[Data under study]:

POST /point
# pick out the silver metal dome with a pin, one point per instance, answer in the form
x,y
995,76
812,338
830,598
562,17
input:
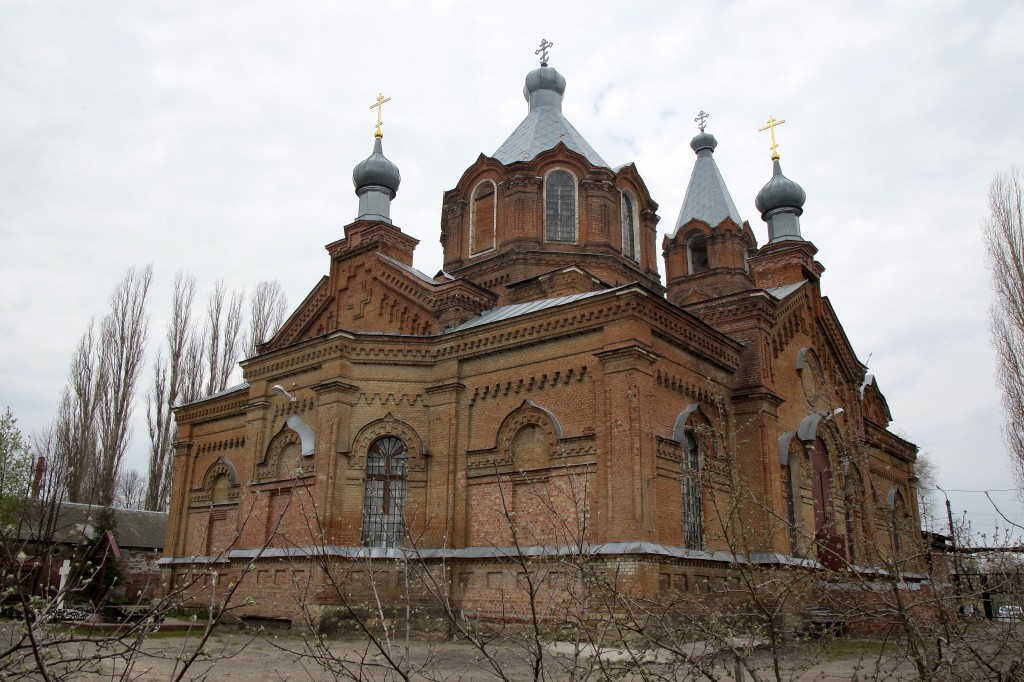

[Exercise instructions]: Give back the data exactly. Skip any images.

[Expected answer]:
POST /point
# pick out the silver metal dome with a pin, one point per instance, answer in the form
x,y
995,76
812,338
830,598
562,17
input:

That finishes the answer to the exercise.